Copy out the data from its start through the line that contains "[[[0,2],[0,255],[192,254],[192,2]]]", both ends included, and leave out the pictures.

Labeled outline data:

- - -

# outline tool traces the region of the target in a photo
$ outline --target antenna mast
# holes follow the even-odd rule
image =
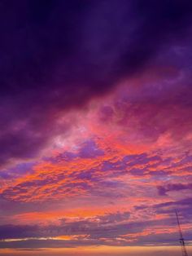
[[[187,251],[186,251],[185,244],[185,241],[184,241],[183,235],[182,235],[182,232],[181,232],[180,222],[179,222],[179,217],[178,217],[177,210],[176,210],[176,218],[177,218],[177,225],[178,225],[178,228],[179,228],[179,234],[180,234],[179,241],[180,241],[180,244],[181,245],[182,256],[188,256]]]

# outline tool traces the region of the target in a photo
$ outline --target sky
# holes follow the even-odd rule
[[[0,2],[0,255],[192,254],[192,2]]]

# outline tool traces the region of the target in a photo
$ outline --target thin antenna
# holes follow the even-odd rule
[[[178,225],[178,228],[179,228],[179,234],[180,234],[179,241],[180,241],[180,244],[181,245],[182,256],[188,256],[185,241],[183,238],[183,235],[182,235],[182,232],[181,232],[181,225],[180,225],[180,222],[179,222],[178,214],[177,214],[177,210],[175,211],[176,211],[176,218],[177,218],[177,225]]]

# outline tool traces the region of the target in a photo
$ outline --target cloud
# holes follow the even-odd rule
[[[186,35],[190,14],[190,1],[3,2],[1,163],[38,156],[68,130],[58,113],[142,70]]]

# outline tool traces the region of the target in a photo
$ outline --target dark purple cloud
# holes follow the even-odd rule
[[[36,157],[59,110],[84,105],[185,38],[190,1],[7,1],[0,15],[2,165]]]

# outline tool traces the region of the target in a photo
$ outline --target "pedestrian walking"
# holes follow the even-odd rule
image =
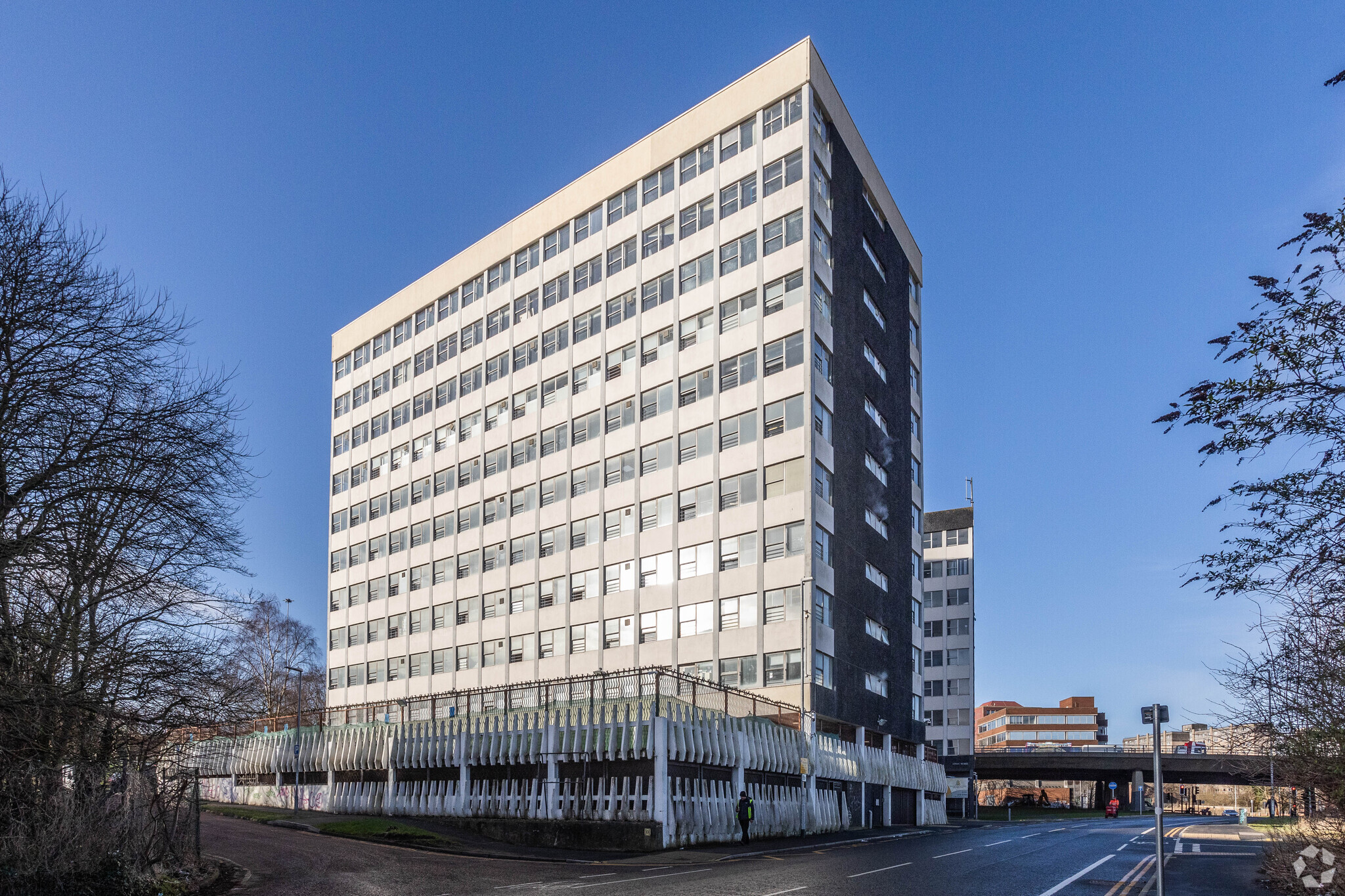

- - -

### Worked answer
# outline tool traces the region of the target in a photo
$ outline --target antenna mast
# holes follow the even-odd rule
image =
[[[187,251],[186,251],[185,244],[185,241],[184,241],[183,235],[182,235],[182,232],[181,232],[180,222],[179,222],[179,217],[178,217],[177,210],[176,210],[176,218],[177,218],[177,225],[178,225],[178,228],[179,228],[179,234],[180,234],[179,241],[180,241],[180,244],[181,245],[182,256],[188,256]]]

# outline tool traces the region of the target in a photo
$ outline --target sky
# holes follow the even-odd rule
[[[0,2],[0,255],[192,254],[192,2]]]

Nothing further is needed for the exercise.